- [What you should do] Format the lines of the listing below as a numbered list, from the line containing "Would you please place a dot on the hazy" up to and including the line containing "point(245, 355)", leaving out any blank lines.

— start of Records shown —

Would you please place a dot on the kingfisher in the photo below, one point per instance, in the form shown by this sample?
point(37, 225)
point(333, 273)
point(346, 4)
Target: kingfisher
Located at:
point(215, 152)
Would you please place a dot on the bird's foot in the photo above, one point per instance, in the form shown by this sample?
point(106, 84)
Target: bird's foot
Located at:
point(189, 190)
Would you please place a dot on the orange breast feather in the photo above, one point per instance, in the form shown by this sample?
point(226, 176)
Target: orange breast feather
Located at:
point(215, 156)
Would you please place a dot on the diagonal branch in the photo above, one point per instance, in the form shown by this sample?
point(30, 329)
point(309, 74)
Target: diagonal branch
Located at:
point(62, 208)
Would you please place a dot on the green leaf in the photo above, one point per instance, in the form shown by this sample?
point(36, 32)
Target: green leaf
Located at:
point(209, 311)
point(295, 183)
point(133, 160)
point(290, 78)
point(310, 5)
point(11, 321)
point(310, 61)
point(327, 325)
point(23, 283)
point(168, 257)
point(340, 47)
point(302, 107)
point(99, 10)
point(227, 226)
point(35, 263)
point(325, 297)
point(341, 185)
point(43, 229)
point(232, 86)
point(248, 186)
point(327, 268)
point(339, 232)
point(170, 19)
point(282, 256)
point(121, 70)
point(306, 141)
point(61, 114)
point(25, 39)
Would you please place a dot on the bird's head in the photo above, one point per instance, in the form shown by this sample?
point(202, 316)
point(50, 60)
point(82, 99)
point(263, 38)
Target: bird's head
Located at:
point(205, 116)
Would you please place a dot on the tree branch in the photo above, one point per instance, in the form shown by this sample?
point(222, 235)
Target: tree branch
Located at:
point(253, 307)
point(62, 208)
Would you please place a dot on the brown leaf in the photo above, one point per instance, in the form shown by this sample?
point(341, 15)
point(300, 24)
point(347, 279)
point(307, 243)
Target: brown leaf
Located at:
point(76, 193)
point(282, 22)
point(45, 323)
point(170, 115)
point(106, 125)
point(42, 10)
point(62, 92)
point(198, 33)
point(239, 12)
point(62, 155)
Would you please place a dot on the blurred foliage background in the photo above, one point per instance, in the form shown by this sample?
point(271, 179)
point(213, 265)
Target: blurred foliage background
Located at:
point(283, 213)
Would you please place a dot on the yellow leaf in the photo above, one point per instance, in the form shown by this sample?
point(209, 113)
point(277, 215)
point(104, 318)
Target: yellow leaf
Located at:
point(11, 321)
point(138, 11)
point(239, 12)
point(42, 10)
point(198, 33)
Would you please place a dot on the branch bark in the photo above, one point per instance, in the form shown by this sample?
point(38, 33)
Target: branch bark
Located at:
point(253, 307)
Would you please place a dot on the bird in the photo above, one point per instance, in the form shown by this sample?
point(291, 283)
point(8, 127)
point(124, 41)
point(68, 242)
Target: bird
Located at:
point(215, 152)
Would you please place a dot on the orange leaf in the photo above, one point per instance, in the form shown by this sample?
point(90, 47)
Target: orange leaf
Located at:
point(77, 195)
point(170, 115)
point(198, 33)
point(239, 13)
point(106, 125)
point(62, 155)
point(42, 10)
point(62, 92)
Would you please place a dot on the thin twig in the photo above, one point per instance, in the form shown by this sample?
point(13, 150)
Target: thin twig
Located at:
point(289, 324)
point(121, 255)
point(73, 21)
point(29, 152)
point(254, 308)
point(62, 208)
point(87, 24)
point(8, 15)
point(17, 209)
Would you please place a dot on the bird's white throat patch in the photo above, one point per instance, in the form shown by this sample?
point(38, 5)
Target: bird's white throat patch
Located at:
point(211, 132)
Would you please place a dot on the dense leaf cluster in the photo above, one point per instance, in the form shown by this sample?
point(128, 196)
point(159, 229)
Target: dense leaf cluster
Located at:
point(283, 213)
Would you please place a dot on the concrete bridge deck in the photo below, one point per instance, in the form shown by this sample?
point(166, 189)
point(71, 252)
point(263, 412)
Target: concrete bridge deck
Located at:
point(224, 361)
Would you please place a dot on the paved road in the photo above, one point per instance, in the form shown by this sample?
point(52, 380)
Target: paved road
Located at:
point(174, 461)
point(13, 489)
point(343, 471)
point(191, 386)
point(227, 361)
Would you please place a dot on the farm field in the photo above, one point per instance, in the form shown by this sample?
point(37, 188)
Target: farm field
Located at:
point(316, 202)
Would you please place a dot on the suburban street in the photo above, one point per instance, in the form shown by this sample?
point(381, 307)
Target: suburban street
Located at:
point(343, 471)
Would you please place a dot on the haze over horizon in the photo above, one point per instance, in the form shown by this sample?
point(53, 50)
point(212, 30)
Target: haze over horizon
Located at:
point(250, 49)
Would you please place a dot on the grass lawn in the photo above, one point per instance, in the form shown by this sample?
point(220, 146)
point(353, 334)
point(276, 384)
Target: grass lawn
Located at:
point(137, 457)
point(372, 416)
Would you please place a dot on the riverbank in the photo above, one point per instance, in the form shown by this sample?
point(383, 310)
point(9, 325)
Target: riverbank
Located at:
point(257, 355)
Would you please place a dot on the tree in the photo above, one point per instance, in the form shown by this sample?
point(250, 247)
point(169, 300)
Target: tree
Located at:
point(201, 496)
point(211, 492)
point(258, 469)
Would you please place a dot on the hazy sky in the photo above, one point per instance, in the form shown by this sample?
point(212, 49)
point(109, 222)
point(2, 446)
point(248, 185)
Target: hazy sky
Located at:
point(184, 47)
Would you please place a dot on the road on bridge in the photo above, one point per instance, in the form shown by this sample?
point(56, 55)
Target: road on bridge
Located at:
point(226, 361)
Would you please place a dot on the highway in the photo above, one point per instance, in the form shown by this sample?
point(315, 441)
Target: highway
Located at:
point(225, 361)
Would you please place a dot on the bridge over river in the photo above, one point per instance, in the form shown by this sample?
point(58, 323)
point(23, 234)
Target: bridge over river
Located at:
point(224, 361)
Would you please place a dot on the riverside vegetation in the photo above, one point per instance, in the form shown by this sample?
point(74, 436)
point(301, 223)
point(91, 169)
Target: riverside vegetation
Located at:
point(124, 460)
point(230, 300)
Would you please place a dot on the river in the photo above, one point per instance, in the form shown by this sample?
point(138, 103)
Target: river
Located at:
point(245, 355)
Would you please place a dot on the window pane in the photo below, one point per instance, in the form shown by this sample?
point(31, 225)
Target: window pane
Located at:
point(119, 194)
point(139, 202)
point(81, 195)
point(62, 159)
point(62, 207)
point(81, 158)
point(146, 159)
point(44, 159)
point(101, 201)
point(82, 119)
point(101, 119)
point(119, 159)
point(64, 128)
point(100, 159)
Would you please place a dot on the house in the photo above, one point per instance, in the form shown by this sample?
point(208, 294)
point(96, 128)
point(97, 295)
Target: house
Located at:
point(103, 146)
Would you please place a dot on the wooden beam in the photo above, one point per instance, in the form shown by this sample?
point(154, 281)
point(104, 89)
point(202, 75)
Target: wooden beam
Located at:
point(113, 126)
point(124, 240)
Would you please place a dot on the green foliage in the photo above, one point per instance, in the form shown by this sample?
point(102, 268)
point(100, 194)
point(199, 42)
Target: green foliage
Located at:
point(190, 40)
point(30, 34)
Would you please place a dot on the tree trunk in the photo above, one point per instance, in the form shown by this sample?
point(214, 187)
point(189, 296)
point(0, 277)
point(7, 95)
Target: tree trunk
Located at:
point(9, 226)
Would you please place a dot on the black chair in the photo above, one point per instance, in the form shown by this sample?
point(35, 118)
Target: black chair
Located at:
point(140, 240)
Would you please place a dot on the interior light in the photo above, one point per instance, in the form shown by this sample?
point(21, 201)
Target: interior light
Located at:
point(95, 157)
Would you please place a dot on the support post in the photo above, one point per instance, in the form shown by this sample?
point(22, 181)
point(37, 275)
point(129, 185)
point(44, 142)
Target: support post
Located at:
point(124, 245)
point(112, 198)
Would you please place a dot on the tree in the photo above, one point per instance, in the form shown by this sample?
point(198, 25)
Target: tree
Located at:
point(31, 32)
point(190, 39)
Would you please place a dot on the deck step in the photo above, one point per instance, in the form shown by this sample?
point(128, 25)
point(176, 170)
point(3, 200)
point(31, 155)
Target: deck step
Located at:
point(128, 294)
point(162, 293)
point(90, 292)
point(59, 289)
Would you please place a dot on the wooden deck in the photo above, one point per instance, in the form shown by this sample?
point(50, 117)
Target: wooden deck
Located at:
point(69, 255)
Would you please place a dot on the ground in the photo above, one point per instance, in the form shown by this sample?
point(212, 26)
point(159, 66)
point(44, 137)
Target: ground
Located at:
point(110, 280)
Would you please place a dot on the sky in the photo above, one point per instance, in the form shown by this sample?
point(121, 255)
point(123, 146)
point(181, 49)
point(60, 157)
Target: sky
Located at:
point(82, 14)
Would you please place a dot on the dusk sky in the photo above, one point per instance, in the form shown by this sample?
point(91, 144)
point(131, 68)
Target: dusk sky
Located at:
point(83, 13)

— end of Records shown —

- [Right answer]
1. Would you please place a dot on the hazy sky in the photo above, one point per instance, in the form shown by this sample?
2. point(212, 49)
3. point(109, 222)
4. point(2, 446)
5. point(248, 185)
6. Target: hazy sky
7. Located at:
8. point(184, 47)
9. Would you please place a dot on the road on bridge in the photo above, one point per instance, in the form shown by this sample?
10. point(56, 55)
11. Target: road on bridge
12. Located at:
13. point(226, 361)
14. Would you please place a dot on the highway in the photo above, one point per instance, in the form shown by this sample?
15. point(315, 441)
16. Target: highway
17. Located at:
18. point(225, 361)
19. Would you please place a dot on the bridge over river in the photo above, one point per instance, in the form shown by this sample?
20. point(58, 323)
21. point(23, 234)
22. Target: bridge over river
23. Located at:
24. point(224, 361)
25. Would you please place a dot on the riverside vegetation in the photo above, one point per instance, in the form shown by this sample?
26. point(74, 436)
27. point(301, 223)
28. point(91, 169)
29. Target: riverside vegetation
30. Located at:
31. point(124, 460)
32. point(230, 300)
33. Would you please place a dot on the river in the photo above, one point per instance, in the form shown by this sample?
34. point(138, 103)
35. Target: river
36. Located at:
37. point(245, 355)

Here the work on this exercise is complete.